### What this task involves:
In the records below, find the line containing "Would you be able to point at the column" and retype it and every line after it exactly, adding nothing.

### Listed records:
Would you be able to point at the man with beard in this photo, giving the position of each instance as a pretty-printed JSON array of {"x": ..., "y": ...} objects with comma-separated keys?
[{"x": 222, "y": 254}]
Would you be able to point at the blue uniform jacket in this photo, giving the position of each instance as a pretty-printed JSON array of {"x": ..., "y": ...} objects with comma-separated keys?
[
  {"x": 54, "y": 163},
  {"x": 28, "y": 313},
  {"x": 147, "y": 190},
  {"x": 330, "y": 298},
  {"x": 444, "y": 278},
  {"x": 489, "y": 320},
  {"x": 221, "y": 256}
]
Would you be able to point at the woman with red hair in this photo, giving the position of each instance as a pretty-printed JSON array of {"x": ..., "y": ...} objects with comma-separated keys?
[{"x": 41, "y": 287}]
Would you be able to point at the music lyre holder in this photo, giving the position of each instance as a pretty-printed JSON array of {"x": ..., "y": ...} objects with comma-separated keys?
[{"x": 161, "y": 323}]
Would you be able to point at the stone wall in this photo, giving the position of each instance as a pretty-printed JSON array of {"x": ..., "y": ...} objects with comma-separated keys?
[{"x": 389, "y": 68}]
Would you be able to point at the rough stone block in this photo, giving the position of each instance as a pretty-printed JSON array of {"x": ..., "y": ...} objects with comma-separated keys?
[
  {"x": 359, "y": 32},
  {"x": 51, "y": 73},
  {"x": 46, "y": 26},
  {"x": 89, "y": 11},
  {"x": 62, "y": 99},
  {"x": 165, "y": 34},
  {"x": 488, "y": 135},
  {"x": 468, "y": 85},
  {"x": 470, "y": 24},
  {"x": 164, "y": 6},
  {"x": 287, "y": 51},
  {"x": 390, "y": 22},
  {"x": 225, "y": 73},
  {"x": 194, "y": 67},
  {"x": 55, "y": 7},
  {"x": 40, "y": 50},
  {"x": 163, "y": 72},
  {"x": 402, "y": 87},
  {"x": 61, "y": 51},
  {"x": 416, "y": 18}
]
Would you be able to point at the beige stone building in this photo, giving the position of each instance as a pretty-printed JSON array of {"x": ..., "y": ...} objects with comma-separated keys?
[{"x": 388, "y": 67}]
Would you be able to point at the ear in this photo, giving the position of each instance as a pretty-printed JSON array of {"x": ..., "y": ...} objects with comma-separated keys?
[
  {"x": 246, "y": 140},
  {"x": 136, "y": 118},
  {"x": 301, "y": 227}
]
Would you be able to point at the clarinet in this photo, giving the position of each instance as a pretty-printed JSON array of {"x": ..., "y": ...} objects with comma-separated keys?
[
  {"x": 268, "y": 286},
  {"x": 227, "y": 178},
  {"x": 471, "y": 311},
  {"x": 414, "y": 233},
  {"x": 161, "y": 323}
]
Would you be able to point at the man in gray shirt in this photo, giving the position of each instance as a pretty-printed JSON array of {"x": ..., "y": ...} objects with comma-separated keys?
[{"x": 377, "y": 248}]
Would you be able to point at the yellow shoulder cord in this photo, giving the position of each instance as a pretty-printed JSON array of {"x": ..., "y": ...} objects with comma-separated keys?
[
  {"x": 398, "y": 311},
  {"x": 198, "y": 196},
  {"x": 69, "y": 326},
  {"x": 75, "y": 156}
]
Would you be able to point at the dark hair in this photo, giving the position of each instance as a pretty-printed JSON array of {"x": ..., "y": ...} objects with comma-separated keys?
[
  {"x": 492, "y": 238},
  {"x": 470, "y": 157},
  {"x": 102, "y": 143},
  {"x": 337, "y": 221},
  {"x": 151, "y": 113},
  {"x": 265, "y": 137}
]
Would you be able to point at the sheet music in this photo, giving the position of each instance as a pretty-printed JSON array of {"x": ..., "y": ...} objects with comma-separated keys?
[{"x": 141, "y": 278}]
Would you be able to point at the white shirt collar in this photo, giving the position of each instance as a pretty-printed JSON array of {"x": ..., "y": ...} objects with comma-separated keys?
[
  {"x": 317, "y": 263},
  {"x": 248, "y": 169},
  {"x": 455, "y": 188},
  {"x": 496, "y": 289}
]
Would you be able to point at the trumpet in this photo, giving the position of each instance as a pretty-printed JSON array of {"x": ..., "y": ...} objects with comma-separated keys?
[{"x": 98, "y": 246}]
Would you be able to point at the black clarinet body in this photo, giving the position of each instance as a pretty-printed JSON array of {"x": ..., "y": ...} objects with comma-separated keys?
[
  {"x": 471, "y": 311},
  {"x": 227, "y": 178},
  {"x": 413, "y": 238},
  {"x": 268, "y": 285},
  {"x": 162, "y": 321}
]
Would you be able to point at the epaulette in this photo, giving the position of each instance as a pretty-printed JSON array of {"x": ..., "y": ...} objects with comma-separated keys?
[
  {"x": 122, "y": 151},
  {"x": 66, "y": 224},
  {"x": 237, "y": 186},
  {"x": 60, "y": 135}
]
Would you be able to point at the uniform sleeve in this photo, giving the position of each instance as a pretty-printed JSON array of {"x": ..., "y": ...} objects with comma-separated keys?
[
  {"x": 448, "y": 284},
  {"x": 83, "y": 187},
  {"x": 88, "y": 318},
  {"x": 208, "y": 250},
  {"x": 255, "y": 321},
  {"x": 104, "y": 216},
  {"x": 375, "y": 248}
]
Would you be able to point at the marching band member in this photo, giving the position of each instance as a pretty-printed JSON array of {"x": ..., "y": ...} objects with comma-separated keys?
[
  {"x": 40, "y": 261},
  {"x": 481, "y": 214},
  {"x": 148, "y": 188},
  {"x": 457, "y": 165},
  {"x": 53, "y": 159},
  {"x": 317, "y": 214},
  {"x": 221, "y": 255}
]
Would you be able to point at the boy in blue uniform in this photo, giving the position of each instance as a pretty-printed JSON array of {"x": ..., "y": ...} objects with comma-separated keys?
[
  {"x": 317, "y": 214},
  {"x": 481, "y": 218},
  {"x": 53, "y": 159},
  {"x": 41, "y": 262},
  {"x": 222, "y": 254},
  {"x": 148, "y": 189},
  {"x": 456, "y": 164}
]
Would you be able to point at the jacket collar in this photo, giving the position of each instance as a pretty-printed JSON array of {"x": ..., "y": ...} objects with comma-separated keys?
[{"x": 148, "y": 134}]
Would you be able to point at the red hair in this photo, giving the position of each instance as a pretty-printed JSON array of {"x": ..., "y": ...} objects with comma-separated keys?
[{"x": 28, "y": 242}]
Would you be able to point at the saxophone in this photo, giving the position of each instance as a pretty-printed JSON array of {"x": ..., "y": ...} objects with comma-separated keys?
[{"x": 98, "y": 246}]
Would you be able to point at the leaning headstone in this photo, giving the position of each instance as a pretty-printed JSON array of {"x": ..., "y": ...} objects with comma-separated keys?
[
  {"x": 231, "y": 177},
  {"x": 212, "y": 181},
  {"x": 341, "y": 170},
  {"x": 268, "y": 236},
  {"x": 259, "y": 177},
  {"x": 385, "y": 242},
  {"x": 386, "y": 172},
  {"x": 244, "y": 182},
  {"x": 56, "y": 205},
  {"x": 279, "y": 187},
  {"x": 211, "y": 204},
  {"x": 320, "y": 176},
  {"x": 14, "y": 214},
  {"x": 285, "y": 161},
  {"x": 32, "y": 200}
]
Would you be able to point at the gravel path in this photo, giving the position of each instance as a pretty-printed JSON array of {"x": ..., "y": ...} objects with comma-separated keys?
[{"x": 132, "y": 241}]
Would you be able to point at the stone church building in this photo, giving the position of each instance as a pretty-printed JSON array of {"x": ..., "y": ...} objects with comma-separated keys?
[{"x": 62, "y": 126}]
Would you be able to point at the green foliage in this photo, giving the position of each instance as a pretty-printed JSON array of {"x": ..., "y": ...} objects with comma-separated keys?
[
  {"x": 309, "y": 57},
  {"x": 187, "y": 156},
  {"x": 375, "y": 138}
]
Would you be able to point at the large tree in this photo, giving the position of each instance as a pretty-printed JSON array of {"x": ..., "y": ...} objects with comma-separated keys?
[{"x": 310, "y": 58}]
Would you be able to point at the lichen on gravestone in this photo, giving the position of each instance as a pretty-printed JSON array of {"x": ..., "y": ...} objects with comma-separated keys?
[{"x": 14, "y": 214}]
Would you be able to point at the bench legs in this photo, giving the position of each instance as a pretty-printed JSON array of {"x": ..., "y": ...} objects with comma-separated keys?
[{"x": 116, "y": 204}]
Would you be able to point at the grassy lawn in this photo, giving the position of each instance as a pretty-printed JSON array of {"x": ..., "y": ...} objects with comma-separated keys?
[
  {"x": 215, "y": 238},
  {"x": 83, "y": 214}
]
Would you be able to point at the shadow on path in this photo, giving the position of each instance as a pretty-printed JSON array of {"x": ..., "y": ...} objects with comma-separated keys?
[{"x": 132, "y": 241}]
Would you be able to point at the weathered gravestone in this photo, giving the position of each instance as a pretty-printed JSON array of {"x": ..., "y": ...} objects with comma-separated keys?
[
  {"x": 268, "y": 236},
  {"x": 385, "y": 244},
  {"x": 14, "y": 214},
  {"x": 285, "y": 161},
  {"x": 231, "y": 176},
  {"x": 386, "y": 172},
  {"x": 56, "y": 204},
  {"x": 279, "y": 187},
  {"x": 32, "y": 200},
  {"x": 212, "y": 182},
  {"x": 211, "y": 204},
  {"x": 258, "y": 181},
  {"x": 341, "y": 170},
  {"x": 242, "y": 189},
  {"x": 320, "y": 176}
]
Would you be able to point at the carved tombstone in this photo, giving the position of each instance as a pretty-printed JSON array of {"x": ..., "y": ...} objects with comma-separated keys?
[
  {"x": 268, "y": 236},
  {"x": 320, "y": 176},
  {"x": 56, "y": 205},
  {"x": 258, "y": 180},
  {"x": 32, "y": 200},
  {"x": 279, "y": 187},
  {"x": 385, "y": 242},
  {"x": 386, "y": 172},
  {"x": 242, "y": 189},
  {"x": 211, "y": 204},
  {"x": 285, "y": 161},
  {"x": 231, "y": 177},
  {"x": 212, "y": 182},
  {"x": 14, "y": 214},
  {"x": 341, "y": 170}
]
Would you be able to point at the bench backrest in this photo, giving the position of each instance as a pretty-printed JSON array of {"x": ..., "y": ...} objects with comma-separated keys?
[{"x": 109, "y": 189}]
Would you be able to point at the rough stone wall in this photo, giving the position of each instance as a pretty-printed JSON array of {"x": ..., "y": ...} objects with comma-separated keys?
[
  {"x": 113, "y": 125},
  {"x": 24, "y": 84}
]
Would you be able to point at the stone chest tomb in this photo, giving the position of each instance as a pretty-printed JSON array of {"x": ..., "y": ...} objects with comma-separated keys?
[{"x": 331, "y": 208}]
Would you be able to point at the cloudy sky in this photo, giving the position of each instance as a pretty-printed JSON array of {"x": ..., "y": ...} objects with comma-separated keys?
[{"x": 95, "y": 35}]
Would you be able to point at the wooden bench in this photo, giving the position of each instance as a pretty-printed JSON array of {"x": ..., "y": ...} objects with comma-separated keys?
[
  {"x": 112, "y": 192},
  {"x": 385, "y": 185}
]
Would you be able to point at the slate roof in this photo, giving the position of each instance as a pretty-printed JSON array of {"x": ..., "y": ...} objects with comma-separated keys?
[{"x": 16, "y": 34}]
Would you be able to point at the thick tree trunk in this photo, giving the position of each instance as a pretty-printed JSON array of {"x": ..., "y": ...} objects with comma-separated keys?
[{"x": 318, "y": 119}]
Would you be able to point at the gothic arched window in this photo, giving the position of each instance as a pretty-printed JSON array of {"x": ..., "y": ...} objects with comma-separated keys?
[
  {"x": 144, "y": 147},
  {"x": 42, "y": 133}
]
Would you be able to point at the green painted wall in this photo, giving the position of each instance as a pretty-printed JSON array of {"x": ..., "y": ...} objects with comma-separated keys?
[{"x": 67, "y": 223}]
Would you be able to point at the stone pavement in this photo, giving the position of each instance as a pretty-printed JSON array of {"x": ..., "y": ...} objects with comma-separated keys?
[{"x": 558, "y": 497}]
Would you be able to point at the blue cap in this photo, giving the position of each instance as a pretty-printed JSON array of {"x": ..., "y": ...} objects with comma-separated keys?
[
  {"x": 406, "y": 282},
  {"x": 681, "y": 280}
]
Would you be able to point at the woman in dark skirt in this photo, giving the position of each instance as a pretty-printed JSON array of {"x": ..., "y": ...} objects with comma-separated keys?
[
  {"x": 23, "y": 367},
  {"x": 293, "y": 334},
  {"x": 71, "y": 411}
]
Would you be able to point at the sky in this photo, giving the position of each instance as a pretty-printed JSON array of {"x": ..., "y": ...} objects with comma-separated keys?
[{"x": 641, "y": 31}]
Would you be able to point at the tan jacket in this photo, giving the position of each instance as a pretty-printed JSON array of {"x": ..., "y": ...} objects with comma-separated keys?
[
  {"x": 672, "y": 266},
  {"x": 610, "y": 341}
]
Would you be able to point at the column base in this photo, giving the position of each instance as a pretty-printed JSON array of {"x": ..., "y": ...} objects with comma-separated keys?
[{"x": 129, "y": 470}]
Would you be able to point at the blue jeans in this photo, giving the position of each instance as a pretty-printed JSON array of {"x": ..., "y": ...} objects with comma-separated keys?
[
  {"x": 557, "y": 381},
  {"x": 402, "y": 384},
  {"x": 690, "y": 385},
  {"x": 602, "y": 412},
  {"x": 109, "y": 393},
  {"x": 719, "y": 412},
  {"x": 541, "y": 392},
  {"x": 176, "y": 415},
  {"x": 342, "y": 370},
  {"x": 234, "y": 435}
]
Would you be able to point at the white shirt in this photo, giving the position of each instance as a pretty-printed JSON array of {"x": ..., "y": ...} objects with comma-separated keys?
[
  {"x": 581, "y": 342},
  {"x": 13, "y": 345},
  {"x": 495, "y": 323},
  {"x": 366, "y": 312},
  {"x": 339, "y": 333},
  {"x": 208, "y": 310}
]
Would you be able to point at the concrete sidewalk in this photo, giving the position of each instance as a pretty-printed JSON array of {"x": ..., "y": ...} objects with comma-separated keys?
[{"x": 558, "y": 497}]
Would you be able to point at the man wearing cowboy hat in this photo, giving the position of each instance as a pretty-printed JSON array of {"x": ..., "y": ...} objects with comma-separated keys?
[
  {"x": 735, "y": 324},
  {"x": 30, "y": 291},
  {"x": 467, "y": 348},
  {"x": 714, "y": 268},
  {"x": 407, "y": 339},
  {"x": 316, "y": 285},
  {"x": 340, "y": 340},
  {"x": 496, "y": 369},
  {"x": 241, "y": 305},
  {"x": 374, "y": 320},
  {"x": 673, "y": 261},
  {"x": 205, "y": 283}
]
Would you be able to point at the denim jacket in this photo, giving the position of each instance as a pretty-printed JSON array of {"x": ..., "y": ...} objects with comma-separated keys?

### Answer area:
Would you be able to point at the column base in this photo, giving the position of each instance as a pretty-printed JSON array of {"x": ..., "y": ...} objects with comma-separated keys?
[{"x": 129, "y": 470}]
Would you be able to point at the blue jeans in this photo, giving the position of each instance as a pretty-printed JSON array of {"x": ..., "y": ...} objects with comma-separated keys?
[
  {"x": 557, "y": 381},
  {"x": 402, "y": 384},
  {"x": 690, "y": 385},
  {"x": 602, "y": 412},
  {"x": 109, "y": 393},
  {"x": 719, "y": 412},
  {"x": 541, "y": 392},
  {"x": 176, "y": 415},
  {"x": 342, "y": 370},
  {"x": 234, "y": 435}
]
Would you be able to point at the white shirt in this photo, giving the position of each instance as a pretty-printed JSON array of {"x": ..., "y": ...} objects with comma-separated keys?
[
  {"x": 581, "y": 342},
  {"x": 13, "y": 345},
  {"x": 495, "y": 323},
  {"x": 366, "y": 312},
  {"x": 339, "y": 333},
  {"x": 208, "y": 310}
]
Would you be able to point at the concrete sidewalk in this photo, giving the position of each instance as a pretty-printed JSON array of {"x": ..., "y": ...} objects with comma-separated keys?
[{"x": 558, "y": 497}]
Would you be able to point at the man wearing cowboy hat in this photo, giving the position of each instance as a pretty-printed JSON array of {"x": ..., "y": ...} objects with comma-separated keys?
[
  {"x": 735, "y": 324},
  {"x": 30, "y": 291},
  {"x": 467, "y": 348},
  {"x": 714, "y": 268},
  {"x": 407, "y": 339},
  {"x": 316, "y": 285},
  {"x": 340, "y": 340},
  {"x": 496, "y": 369},
  {"x": 241, "y": 305},
  {"x": 374, "y": 320},
  {"x": 673, "y": 261},
  {"x": 205, "y": 283}
]
Would you be able to point at the denim jacket in this photo, giving the position of each instance as a pretty-printed JSON array of {"x": ..., "y": ...} objects with comma-separated keys?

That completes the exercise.